- Required actions
[A] Translate this sentence from the regulatory update into Spanish: "Firms will need to make substantial changes."
[B] According to the regulatory update, on what date did the SEC approve the Regulation Best Interest rules?
[C] Print the portion of the regulatory update starting at "Regulatory Update: SEC" and ending at "through disclosure alone.".

Regulatory Update: SEC Approves the New “Best Interest” Rules

On June 5, the SEC approved a package of rules requiring brokerage firms to disclose potential conflicts in the fees investors pay and the commissions brokers earn when giving financial advice. These new Regulation Best Interest rules also require brokers to raise the standard for giving advice to meet a client’s best interest when recommending stocks, mutual funds, and other financial products. Regulation Best Interest imposes a new standard of conduct specifically for broker-dealers that substantially enhances the broker-dealer standard of conduct beyond existing “suitability” obligations. The standard of conduct draws from key fiduciary principles and cannot be satisfied through disclosure alone.

“Compliance with the rule will not be easy for the industry. Firms will need to make substantial changes. The costs to implement will no doubt be significant, but … worthwhile to uniformly enhance investor protection,” said Kenneth E. Bentsen, Jr., who leads the Securities Industry and Financial Markets Association.

Walmart to pay more than $282 million for violating recordkeeping and internal accounting rules

The SEC charged Walmart with violating the Foreign Corrupt Practices Act (FCPA), and the retail giant has agreed to pay about $282 million to settle bribery charges. Walmart consented to the SEC’s order finding that it violated the books and records and internal accounting controls provisions of the Securities Exchange Act of 1934. According to the SEC’s order, Walmart failed to sufficiently investigate or mitigate certain anti-corruption risks and allowed subsidiaries in Brazil, China, India, and Mexico to employ third-party intermediaries who made payments to foreign government officials without reasonable assurances that they complied with the FCPA. The SEC’s order details several instances when Walmart planned to implement proper compliance and training only to put those plans on hold or otherwise allow deficient internal accounting controls to persist even in the face of red flags and corruption allegations. “Walmart valued international growth and cost-cutting over compliance,” said Charles Cain, chief of the SEC Enforcement Division’s FCPA Unit. “The company could have avoided many of these problems, but instead Walmart repeatedly failed to take red flags seriously and delayed the implementation of appropriate internal accounting controls.”

(Location identification items)
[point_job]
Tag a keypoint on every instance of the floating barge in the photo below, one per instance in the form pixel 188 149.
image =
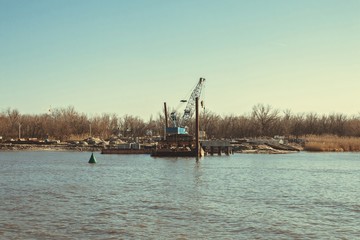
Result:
pixel 128 148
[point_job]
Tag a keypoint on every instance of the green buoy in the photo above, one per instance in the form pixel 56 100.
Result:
pixel 92 159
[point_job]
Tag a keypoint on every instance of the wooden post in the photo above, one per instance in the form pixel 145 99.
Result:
pixel 166 118
pixel 197 129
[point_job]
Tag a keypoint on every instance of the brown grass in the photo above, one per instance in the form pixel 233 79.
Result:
pixel 330 143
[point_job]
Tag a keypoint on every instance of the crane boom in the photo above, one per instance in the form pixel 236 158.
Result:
pixel 190 106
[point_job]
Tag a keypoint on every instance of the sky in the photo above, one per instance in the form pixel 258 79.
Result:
pixel 129 57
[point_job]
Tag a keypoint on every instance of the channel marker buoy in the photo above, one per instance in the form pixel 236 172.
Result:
pixel 92 158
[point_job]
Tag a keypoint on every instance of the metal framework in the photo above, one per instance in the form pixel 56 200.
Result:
pixel 190 106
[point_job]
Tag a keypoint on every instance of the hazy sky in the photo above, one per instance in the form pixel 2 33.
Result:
pixel 128 57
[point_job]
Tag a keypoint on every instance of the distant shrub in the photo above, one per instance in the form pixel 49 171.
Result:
pixel 331 143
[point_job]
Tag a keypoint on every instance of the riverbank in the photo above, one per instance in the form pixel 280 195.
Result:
pixel 331 143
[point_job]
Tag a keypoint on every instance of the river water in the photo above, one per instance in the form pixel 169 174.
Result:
pixel 58 195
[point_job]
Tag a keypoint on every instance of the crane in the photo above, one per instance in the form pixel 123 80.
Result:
pixel 190 106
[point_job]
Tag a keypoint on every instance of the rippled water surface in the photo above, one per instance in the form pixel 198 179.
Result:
pixel 58 195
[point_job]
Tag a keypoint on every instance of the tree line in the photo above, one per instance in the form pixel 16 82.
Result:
pixel 263 121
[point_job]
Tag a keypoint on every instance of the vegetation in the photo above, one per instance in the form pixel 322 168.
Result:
pixel 263 121
pixel 332 143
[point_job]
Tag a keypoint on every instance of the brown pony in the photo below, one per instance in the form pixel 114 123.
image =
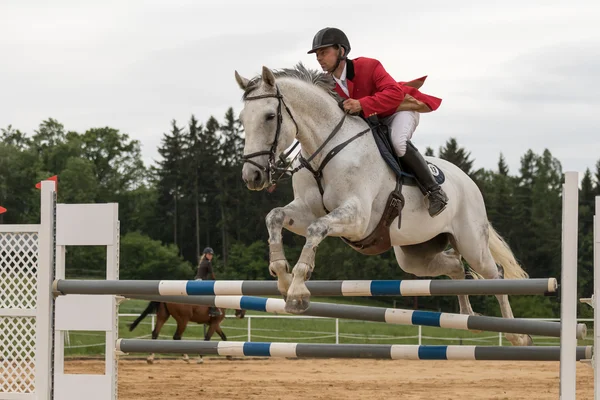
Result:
pixel 183 313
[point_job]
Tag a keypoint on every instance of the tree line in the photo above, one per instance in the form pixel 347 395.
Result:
pixel 193 197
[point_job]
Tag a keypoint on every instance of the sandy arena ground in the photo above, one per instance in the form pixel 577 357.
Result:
pixel 286 379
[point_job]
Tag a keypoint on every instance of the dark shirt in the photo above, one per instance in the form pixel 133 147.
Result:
pixel 205 270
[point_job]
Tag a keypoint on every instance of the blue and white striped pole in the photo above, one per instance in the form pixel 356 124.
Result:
pixel 378 351
pixel 378 314
pixel 437 287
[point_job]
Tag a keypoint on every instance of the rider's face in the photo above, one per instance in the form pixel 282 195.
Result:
pixel 327 57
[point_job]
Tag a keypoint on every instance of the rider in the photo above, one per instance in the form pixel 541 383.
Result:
pixel 205 273
pixel 369 89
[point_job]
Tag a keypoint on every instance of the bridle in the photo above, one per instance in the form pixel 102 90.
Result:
pixel 273 165
pixel 276 165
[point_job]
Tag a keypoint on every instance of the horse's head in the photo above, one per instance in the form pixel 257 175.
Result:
pixel 269 128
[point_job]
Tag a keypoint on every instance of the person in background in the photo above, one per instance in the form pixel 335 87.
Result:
pixel 205 272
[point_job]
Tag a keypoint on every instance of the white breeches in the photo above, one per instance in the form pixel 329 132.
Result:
pixel 402 126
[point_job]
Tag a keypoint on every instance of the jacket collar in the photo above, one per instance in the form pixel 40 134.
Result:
pixel 349 69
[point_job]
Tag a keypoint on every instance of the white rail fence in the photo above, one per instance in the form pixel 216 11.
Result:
pixel 260 334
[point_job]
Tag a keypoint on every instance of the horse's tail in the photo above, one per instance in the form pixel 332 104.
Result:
pixel 504 256
pixel 153 306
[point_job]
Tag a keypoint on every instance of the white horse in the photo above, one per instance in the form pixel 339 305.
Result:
pixel 354 186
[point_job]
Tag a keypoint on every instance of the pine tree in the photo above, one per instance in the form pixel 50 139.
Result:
pixel 169 184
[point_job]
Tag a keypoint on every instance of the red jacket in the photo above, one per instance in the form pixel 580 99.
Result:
pixel 377 91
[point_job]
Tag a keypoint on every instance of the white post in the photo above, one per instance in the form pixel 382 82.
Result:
pixel 44 318
pixel 568 307
pixel 249 328
pixel 596 299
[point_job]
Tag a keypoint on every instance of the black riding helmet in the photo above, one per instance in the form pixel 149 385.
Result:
pixel 330 37
pixel 208 250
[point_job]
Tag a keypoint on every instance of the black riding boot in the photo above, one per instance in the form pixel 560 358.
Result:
pixel 430 188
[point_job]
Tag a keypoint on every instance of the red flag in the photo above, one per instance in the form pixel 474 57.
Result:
pixel 52 178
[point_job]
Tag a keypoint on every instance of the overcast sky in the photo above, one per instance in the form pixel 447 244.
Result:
pixel 513 76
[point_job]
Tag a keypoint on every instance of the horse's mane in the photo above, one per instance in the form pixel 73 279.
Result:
pixel 299 71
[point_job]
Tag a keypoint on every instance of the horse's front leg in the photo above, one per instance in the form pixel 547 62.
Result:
pixel 295 217
pixel 346 220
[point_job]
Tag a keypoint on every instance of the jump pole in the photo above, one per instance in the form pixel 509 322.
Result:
pixel 377 314
pixel 316 288
pixel 377 351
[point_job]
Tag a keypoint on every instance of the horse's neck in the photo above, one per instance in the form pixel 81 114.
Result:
pixel 317 115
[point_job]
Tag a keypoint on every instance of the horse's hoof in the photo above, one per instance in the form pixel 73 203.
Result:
pixel 529 340
pixel 519 340
pixel 297 306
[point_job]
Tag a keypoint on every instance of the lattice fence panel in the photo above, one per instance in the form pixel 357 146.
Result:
pixel 17 355
pixel 18 270
pixel 18 289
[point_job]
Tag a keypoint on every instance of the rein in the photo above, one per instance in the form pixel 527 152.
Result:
pixel 276 166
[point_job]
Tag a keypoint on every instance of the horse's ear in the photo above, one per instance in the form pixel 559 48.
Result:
pixel 268 76
pixel 242 82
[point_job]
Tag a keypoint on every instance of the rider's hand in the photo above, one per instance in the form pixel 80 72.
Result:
pixel 352 106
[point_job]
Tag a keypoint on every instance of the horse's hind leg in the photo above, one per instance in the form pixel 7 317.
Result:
pixel 476 251
pixel 223 337
pixel 429 259
pixel 181 325
pixel 161 318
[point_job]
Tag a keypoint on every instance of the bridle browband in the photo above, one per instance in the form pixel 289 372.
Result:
pixel 274 166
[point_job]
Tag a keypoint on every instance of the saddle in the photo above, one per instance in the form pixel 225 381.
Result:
pixel 379 240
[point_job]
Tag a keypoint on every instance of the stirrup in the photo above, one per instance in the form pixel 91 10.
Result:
pixel 439 197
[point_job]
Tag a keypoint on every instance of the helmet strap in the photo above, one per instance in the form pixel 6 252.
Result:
pixel 339 60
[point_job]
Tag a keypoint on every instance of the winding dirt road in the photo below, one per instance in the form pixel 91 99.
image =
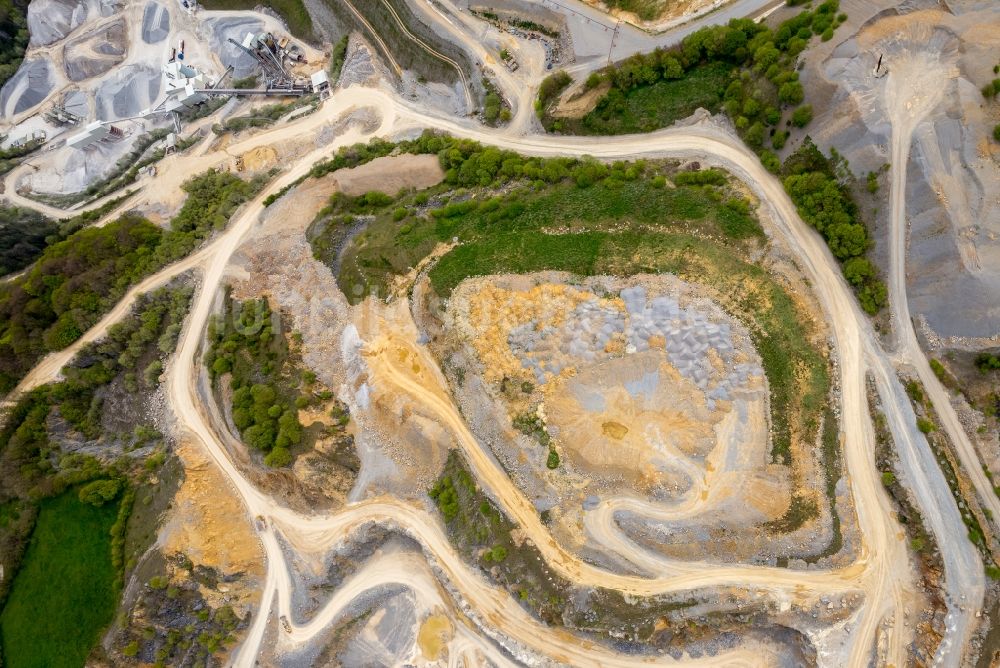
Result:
pixel 882 570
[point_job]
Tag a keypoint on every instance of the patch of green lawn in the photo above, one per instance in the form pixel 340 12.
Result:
pixel 65 593
pixel 292 11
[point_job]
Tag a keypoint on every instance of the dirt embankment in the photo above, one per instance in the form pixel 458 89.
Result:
pixel 390 174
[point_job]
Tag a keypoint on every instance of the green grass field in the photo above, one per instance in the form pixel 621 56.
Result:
pixel 652 107
pixel 293 11
pixel 65 591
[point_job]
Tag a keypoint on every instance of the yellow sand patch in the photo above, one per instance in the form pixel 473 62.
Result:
pixel 615 430
pixel 258 158
pixel 435 633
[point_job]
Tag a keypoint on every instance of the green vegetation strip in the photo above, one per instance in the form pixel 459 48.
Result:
pixel 748 71
pixel 248 343
pixel 14 28
pixel 66 592
pixel 293 12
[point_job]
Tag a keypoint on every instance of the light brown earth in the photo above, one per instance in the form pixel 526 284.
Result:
pixel 435 633
pixel 207 523
pixel 390 174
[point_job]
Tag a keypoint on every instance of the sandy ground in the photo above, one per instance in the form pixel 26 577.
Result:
pixel 207 524
pixel 393 364
pixel 390 174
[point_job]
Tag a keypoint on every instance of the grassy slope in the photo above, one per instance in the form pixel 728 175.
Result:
pixel 651 107
pixel 292 11
pixel 65 592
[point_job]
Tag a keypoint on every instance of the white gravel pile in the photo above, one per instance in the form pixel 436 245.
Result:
pixel 689 335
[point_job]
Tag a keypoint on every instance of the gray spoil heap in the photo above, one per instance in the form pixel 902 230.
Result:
pixel 155 23
pixel 27 88
pixel 686 334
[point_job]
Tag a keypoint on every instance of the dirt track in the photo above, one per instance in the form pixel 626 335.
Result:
pixel 882 570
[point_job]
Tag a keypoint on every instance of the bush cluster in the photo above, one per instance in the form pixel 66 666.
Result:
pixel 827 205
pixel 77 279
pixel 253 352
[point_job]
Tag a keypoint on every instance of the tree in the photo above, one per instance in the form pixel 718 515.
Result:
pixel 278 458
pixel 755 135
pixel 858 271
pixel 847 240
pixel 791 92
pixel 99 492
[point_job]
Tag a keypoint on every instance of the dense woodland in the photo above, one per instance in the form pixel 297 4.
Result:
pixel 13 36
pixel 78 279
pixel 23 237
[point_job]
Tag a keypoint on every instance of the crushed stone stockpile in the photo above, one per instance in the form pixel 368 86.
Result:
pixel 155 23
pixel 128 91
pixel 597 329
pixel 32 83
pixel 51 20
pixel 96 51
pixel 221 30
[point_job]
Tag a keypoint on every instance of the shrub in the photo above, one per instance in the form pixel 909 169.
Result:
pixel 986 362
pixel 278 458
pixel 552 86
pixel 802 116
pixel 99 492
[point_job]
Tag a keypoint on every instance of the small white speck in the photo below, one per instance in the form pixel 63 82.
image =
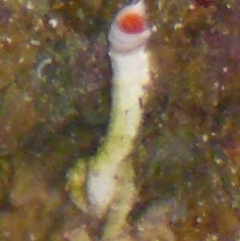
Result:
pixel 228 6
pixel 9 40
pixel 178 26
pixel 233 170
pixel 21 60
pixel 200 203
pixel 29 5
pixel 218 161
pixel 35 42
pixel 205 138
pixel 191 6
pixel 199 220
pixel 225 69
pixel 53 22
pixel 154 28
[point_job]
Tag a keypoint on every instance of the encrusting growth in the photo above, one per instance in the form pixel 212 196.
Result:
pixel 93 188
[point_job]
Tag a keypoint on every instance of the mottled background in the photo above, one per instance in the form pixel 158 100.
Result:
pixel 55 102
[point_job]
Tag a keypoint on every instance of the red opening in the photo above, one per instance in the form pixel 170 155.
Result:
pixel 131 23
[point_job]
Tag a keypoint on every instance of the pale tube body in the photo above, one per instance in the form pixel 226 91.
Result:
pixel 131 78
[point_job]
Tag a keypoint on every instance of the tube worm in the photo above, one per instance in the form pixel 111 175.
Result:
pixel 128 35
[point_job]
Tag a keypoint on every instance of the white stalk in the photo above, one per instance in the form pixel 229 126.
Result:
pixel 130 64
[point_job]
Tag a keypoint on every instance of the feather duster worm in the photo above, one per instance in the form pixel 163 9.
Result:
pixel 130 64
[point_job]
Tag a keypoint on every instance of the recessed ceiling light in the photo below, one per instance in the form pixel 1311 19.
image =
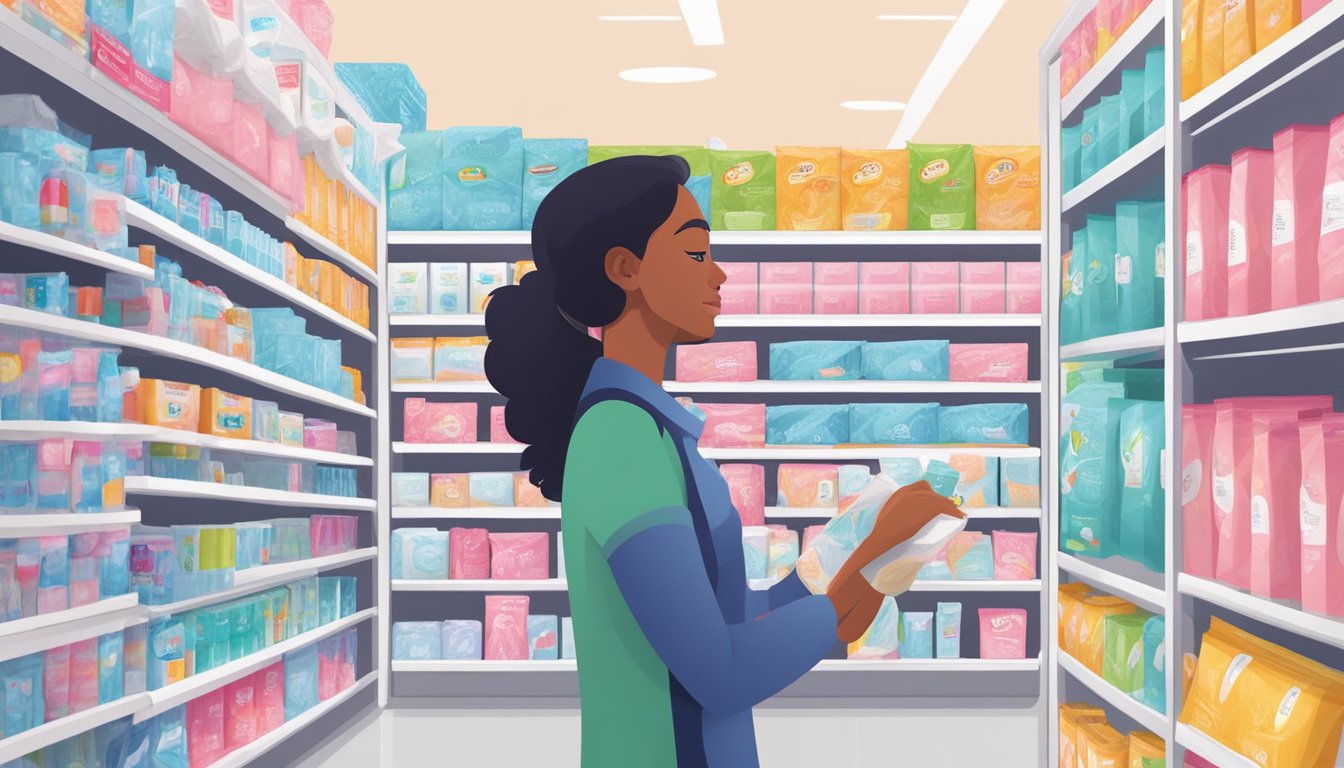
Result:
pixel 872 105
pixel 668 74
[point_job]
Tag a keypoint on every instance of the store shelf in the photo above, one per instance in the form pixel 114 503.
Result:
pixel 332 250
pixel 265 577
pixel 145 486
pixel 1135 709
pixel 187 689
pixel 164 347
pixel 246 755
pixel 1132 344
pixel 58 731
pixel 65 523
pixel 480 585
pixel 1139 32
pixel 476 513
pixel 57 246
pixel 143 218
pixel 1286 616
pixel 1118 170
pixel 1120 577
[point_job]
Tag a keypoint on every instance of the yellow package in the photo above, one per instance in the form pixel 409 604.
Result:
pixel 1191 15
pixel 874 188
pixel 808 187
pixel 168 404
pixel 1007 187
pixel 1274 18
pixel 225 414
pixel 1071 714
pixel 1147 749
pixel 1100 745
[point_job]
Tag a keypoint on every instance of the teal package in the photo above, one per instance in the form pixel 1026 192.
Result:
pixel 415 183
pixel 547 162
pixel 992 423
pixel 483 178
pixel 894 423
pixel 1139 242
pixel 816 361
pixel 1141 439
pixel 1098 304
pixel 915 361
pixel 807 424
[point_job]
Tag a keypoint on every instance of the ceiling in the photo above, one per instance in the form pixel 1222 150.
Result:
pixel 782 71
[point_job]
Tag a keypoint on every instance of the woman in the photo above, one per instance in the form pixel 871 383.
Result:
pixel 676 648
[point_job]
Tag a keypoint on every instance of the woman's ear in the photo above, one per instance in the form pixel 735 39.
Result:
pixel 622 268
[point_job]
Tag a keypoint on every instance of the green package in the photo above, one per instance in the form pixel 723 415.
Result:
pixel 1143 436
pixel 1139 289
pixel 942 187
pixel 742 193
pixel 1122 659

- Outputs by task
[A] Las empresas tendrán que hacer cambios sustanciales.

[B] June 5

[C]
Regulatory Update: SEC Approves the New “Best Interest” Rules

On June 5, the SEC approved a package of rules requiring brokerage firms to disclose potential conflicts in the fees investors pay and the commissions brokers earn when giving financial advice. These new Regulation Best Interest rules also require brokers to raise the standard for giving advice to meet a client’s best interest when recommending stocks, mutual funds, and other financial products. Regulation Best Interest imposes a new standard of conduct specifically for broker-dealers that substantially enhances the broker-dealer standard of conduct beyond existing “suitability” obligations. The standard of conduct draws from key fiduciary principles and cannot be satisfied through disclosure alone.